_Textauszug_:

Soweit, so gut. sendeAnforderung() und erhalteDaten() habe ich jetzt nur pseudohaft eingefügt. Steht quasi in Wirklichkeit mehr da. Die Datei wird zum Client auch erfolgreich übertragen, liegt damit auf dem Client auf HDD bereit.

Nun aber das Problem: Ich schließe sowohl die Streams, als auch den Socket. Trotzdem erhalte ich dannach, wenn ich die entsprechende Datei öffnen möchte in etwa meist folgenden Aufruffehler: "Zugriff verweigert, Datei wird an einer anderen Stelle aktuell genutzt." Die Datei ist somit in irgendeiner Form noch offen. Bei Textdateien tritt der Fehler z.B. nicht auf, vermutlich weil intern eine Kopie angelegt und geöffnet wird. Office-Dateien hingegen melden den Fehler, PDF ebenso. Ich ging davon aus, dass nachdem ich mit close() alle Stream und den Socket getrennt habe, Zugriff besteht, dem ist nicht so. Schließe ich das Programm, dann kann ohne Probleme die Datei auf der Festplatte öffnen. Woran kann es liegen???

_Bereitgestelltes Material_:

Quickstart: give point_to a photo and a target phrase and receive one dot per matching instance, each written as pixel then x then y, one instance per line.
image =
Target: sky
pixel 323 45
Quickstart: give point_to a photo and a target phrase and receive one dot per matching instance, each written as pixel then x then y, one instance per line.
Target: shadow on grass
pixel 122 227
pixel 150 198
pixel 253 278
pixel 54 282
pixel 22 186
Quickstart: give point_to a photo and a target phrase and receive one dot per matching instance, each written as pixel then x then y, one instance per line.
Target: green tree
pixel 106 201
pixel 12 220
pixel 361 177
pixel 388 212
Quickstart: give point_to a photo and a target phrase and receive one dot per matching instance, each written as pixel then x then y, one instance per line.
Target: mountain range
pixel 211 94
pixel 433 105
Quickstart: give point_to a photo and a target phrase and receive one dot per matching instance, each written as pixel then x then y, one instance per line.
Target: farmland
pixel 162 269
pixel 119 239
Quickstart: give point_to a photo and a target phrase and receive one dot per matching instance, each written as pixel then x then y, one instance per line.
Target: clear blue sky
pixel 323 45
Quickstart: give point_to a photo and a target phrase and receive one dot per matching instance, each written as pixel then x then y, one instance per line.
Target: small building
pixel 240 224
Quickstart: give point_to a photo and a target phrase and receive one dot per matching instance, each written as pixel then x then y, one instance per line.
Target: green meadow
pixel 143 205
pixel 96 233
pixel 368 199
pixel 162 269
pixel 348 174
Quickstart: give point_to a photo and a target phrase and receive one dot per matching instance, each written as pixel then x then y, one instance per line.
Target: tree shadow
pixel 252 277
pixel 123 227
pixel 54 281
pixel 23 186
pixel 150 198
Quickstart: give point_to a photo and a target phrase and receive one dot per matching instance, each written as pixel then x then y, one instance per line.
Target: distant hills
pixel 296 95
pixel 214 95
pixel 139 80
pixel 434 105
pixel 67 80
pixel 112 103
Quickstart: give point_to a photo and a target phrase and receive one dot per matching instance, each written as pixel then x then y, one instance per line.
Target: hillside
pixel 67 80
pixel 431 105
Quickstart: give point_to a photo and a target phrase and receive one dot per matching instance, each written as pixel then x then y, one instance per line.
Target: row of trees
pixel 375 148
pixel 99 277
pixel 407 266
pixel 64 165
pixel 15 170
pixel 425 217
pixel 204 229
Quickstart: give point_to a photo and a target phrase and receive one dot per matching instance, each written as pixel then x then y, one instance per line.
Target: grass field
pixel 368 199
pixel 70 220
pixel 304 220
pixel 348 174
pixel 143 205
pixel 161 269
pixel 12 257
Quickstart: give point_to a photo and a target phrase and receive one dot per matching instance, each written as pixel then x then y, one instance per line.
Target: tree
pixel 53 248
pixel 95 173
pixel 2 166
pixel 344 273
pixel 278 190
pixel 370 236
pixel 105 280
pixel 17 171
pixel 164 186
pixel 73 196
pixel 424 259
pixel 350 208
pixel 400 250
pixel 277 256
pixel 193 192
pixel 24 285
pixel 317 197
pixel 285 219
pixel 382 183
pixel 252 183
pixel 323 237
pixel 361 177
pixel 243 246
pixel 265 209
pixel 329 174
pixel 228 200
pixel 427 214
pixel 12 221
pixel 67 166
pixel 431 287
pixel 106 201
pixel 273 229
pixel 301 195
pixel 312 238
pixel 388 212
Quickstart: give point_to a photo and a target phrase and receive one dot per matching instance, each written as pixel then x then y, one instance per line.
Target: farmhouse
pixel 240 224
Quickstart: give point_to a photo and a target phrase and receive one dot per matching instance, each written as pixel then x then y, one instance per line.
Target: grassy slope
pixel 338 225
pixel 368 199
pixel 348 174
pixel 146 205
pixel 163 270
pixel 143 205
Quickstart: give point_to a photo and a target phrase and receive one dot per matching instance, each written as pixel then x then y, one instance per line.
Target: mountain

_Aufgaben_:
- 1) Stimmen die folgenden Aussagen mit dem Textauszug überein? Antworte jeweils mit Ja oder Nein und zitiere die entscheidende Stelle wörtlich.
(a) Die Datei kommt auf dem Client an.
(b) Auch bei Textdateien tritt der Fehler auf.
(c) Nach dem Beenden des Programms lässt sich die Datei öffnen.
- 2) Gib den Textauszug wörtlich wieder, beginnend bei „Nun aber das“ und endend bei „kann es liegen???“.
Das Material wird hierfür nicht gebraucht.

_Lösungen_:
- 1)
(a) Ja: „Die Datei wird zum Client auch erfolgreich übertragen“
(b) Nein: „Bei Textdateien tritt der Fehler z.B. nicht auf“
(c) Ja: „Schließe ich das Programm, dann kann ohne Probleme die Datei auf der Festplatte öffnen.“

- 2)
Nun aber das Problem: Ich schließe sowohl die Streams, als auch den Socket. Trotzdem erhalte ich dannach, wenn ich die entsprechende Datei öffnen möchte in etwa meist folgenden Aufruffehler: "Zugriff verweigert, Datei wird an einer anderen Stelle aktuell genutzt." Die Datei ist somit in irgendeiner Form noch offen. Bei Textdateien tritt der Fehler z.B. nicht auf, vermutlich weil intern eine Kopie angelegt und geöffnet wird. Office-Dateien hingegen melden den Fehler, PDF ebenso. Ich ging davon aus, dass nachdem ich mit close() alle Stream und den Socket getrennt habe, Zugriff besteht, dem ist nicht so. Schließe ich das Programm, dann kann ohne Probleme die Datei auf der Festplatte öffnen. Woran kann es liegen???